┌─ Available data

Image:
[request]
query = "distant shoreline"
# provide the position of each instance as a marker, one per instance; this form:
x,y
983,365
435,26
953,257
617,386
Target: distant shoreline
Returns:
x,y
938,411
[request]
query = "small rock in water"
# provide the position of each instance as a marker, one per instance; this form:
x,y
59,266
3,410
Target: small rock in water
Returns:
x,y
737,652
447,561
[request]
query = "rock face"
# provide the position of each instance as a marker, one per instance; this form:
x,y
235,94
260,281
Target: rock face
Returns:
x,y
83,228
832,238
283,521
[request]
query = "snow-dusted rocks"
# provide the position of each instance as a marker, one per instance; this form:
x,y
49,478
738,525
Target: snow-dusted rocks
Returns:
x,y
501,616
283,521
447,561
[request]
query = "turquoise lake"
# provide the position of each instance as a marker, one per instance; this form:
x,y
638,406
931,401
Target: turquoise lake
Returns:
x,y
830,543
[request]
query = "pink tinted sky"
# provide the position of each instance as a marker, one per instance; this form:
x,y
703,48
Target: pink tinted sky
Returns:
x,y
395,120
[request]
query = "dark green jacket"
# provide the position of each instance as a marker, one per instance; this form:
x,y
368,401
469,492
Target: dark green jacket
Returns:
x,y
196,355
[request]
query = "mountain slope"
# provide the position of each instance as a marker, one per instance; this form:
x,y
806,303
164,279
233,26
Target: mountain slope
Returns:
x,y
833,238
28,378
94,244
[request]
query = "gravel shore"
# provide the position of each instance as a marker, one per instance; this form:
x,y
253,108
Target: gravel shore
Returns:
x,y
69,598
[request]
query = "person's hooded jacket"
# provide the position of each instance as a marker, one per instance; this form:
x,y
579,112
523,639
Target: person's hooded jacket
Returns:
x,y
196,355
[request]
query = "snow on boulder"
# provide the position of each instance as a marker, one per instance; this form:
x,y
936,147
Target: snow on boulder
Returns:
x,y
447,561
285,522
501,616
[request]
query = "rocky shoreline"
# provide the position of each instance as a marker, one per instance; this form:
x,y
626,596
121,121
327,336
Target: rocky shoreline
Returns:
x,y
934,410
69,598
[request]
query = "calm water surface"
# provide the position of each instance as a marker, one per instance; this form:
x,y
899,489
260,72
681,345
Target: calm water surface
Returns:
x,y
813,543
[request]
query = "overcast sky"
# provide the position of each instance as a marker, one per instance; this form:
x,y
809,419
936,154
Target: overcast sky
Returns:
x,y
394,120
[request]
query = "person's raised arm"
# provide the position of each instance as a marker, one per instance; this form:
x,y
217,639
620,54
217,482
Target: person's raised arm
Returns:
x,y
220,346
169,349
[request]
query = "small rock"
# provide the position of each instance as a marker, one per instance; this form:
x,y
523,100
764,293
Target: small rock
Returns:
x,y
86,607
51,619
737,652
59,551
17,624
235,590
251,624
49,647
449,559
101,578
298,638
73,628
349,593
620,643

└─

• [Problem]: Your answer should be each line from the entries that includes the string "snow".

• [Solution]:
query = "snow-dusted rocks"
Target: snow-dusted rocks
query = "snow on boulder"
Target: snow on boulder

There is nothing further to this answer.